Let $\Omega$ be a non-empty subset of $\mathbb{C}$ and A a non-empty subset of $\Omega$. Let $f_n$ and $g_n$ be two sequences of functions from $\Omega$ to $\mathbb{C}$ with the following properties:

1.1) $\sum f_n$ converges uniformly in A.

1.2) The series $\sum (|g_1|+ \sum |g_n-g_{n+1}|)$ has bouded partial sums in A.

Then the series $\sum f_ng_n$ converges uniformly in A.

The particular criterion I want to proof goes as follows:

Let $\Omega$ be a non-empty subset of $\mathbb{C}$ and A a non-empty subset of $\Omega$. Let $f_n$ be a sequence of functions from $\Omega$ to $\mathbb{C}$ and $a_n$ a sequence of complex numbers with the following properties:

1.3) $\sum a_n$ is convergent

1.4) For each $z \in A, {f_n(z)}$ is a monotonic sequence of real numbers and ${f_n}$ is uniformly bounded in A.

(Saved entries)
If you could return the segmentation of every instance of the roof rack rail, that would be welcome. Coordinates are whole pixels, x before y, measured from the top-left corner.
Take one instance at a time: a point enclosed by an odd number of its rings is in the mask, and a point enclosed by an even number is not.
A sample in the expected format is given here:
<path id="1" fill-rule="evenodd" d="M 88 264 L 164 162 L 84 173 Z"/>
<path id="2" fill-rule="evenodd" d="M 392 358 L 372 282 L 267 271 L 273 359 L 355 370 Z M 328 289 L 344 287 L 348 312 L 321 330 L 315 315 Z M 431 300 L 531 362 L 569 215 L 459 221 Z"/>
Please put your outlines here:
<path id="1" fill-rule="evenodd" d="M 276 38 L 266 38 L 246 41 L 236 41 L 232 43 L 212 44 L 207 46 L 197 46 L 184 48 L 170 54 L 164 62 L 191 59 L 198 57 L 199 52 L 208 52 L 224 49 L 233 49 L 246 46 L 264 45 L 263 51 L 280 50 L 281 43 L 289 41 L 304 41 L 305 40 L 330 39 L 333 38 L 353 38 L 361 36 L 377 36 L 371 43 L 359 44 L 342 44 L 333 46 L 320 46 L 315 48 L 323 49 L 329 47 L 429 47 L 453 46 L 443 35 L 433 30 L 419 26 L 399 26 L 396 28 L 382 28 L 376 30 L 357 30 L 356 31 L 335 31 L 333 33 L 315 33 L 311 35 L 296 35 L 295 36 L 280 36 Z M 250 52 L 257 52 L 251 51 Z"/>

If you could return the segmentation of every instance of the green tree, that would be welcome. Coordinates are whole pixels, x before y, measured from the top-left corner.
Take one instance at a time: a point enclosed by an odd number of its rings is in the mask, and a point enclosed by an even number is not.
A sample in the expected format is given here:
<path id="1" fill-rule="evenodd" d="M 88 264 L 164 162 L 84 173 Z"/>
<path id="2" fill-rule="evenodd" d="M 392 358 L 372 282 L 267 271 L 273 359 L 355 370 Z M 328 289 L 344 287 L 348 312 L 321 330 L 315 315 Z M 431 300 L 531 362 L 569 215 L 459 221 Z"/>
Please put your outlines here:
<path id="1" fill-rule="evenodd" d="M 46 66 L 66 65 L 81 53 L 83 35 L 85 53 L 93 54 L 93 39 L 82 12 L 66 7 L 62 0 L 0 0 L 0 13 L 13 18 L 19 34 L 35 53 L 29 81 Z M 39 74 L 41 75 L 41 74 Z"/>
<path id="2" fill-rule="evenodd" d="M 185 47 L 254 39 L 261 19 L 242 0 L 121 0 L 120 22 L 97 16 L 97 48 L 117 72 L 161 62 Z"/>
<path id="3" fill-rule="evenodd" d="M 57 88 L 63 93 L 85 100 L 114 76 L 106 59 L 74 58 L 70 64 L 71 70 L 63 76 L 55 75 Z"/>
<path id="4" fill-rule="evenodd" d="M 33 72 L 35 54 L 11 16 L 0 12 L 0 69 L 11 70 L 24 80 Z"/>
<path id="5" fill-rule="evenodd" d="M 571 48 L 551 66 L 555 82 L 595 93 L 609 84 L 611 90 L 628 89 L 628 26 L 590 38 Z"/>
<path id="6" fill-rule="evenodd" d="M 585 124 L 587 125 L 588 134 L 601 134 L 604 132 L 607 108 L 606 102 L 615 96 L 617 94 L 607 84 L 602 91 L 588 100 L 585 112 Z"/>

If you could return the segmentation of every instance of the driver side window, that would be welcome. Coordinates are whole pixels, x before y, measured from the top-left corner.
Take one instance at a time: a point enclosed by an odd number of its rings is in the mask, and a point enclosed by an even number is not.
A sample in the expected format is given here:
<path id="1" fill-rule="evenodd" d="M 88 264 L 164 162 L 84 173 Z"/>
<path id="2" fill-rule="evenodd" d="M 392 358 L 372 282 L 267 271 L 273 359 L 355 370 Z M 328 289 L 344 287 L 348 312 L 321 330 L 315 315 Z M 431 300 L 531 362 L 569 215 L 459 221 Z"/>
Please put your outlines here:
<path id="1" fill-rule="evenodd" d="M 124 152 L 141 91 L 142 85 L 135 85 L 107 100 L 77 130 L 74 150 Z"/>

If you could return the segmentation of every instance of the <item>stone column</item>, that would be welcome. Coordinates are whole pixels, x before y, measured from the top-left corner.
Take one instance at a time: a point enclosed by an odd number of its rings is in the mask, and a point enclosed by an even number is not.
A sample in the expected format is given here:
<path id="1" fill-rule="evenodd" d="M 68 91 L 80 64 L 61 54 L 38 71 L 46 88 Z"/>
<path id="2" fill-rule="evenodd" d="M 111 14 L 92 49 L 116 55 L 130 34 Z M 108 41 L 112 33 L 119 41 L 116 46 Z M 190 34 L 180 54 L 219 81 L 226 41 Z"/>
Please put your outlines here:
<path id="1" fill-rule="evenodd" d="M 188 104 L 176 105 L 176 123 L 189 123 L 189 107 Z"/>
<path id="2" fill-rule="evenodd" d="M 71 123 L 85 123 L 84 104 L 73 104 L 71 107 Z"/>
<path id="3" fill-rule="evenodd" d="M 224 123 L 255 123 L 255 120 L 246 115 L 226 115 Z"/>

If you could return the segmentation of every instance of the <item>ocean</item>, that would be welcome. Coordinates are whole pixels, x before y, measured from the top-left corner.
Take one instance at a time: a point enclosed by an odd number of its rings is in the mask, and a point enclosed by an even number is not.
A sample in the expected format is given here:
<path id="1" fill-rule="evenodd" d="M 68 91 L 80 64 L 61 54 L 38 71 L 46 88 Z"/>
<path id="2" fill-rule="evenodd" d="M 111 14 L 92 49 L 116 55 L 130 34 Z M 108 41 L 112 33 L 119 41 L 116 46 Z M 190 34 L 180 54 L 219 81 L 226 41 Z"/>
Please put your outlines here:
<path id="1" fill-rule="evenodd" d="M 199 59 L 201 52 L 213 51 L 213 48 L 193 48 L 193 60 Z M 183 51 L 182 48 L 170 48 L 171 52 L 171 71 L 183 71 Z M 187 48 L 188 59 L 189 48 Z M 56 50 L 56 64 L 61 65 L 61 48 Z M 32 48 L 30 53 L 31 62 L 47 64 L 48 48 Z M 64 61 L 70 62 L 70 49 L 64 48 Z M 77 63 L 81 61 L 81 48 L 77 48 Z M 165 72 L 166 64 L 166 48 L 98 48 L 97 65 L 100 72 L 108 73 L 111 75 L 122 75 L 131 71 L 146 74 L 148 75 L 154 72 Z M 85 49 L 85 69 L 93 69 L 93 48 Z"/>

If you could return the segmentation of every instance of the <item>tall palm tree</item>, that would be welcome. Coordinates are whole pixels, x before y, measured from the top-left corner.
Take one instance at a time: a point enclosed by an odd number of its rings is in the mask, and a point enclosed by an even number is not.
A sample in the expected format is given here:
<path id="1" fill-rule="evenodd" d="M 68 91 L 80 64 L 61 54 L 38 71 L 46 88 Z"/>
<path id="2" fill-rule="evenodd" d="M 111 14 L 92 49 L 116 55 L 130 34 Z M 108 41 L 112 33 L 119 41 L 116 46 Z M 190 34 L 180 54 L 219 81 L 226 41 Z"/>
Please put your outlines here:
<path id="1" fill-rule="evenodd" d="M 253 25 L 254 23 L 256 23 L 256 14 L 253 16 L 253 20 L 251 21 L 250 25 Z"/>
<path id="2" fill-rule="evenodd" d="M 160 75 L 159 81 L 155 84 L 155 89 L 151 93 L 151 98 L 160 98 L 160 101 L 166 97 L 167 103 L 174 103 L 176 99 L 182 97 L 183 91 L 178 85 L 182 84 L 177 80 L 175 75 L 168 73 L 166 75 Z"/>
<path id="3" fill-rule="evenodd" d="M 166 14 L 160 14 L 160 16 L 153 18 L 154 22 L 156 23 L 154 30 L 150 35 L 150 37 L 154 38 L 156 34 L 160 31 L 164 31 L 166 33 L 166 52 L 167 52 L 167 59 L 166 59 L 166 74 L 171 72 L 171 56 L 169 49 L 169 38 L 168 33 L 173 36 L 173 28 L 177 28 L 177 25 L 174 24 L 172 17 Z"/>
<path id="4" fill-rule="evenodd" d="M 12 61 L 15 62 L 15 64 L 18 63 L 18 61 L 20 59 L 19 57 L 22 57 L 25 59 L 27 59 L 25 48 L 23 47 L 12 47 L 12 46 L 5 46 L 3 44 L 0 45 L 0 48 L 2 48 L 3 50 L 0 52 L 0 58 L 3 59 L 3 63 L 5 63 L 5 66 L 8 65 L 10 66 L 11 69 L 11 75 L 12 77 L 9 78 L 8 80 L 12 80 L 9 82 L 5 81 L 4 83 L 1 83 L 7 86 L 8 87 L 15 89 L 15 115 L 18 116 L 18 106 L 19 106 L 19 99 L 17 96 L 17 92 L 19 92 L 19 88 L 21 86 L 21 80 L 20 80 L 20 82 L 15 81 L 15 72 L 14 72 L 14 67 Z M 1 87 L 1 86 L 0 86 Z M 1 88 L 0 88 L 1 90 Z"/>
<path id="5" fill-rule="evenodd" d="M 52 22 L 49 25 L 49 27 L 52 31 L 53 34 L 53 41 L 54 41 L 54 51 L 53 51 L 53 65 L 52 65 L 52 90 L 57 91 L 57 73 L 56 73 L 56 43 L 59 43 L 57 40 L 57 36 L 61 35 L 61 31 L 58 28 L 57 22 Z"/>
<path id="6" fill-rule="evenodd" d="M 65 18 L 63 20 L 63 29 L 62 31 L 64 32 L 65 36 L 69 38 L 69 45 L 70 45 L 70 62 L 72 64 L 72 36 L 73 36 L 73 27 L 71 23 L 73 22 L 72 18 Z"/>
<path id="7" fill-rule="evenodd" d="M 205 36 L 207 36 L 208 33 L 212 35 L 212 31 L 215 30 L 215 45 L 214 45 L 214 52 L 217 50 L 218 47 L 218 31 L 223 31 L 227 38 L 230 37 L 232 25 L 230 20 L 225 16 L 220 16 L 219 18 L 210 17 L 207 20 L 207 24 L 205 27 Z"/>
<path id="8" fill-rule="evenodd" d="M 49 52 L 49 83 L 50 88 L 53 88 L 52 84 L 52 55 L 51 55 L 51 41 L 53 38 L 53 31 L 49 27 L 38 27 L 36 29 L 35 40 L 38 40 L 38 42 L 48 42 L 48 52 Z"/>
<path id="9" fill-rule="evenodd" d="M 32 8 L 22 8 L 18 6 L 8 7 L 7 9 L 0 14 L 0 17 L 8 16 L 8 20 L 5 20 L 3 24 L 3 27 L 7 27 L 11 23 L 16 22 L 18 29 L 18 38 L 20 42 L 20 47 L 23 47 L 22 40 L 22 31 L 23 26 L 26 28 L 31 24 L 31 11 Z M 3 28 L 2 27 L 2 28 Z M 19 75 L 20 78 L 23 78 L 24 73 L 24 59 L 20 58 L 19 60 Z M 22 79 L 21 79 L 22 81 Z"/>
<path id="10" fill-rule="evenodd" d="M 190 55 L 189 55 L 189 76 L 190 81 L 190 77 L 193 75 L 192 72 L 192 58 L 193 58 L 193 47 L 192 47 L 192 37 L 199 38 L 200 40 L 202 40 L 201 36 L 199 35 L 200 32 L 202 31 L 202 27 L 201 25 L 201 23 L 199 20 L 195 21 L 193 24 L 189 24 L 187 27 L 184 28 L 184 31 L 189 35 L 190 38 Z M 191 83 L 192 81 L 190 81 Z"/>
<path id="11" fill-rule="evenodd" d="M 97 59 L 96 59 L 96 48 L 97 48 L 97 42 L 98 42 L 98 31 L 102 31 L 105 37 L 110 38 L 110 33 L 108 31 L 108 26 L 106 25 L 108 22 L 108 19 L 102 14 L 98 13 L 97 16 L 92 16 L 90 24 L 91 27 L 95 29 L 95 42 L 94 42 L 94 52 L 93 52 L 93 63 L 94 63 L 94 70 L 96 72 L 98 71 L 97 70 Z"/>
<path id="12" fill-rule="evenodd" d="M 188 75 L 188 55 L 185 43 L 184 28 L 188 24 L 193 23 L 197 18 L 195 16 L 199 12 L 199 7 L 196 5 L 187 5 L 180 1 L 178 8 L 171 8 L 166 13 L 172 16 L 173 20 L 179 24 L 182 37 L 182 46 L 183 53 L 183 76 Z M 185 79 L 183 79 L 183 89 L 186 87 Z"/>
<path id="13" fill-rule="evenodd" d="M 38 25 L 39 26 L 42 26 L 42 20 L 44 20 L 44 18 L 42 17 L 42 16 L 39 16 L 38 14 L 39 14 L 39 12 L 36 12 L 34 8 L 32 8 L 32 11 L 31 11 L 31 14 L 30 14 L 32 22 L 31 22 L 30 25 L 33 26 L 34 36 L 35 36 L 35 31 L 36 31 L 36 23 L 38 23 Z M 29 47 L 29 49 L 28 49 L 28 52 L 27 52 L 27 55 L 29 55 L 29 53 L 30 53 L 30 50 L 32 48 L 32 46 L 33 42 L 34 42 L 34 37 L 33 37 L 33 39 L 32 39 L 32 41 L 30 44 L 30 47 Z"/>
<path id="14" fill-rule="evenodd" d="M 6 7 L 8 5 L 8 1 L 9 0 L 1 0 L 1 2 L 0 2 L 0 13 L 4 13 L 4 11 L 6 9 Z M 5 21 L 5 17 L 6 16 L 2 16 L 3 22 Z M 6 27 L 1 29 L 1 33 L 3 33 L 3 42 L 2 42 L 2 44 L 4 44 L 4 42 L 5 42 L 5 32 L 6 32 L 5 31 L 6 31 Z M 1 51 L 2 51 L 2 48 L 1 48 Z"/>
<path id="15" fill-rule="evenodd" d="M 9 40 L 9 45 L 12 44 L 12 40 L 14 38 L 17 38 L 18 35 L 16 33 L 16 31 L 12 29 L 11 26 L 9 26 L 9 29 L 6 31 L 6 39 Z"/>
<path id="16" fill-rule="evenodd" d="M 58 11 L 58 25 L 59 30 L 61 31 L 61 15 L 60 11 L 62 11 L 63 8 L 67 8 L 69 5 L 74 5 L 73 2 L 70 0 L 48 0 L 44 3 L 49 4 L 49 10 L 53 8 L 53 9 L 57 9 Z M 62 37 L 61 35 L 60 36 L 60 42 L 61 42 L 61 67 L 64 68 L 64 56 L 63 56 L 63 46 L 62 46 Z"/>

*TASK STATEMENT*
In the uniform convergence passage above, change the part that starts with "1.1) $\sum f_n$" and ends with "bounded in A." by replacing "monotonic" with "monotone".

*EXERCISE OUTPUT*
1.1) $\sum f_n$ converges uniformly in A.

1.2) The series $\sum (|g_1|+ \sum |g_n-g_{n+1}|)$ has bouded partial sums in A.

Then the series $\sum f_ng_n$ converges uniformly in A.

The particular criterion I want to proof goes as follows:

Let $\Omega$ be a non-empty subset of $\mathbb{C}$ and A a non-empty subset of $\Omega$. Let $f_n$ be a sequence of functions from $\Omega$ to $\mathbb{C}$ and $a_n$ a sequence of complex numbers with the following properties:

1.3) $\sum a_n$ is convergent

1.4) For each $z \in A, {f_n(z)}$ is a monotone sequence of real numbers and ${f_n}$ is uniformly bounded in A.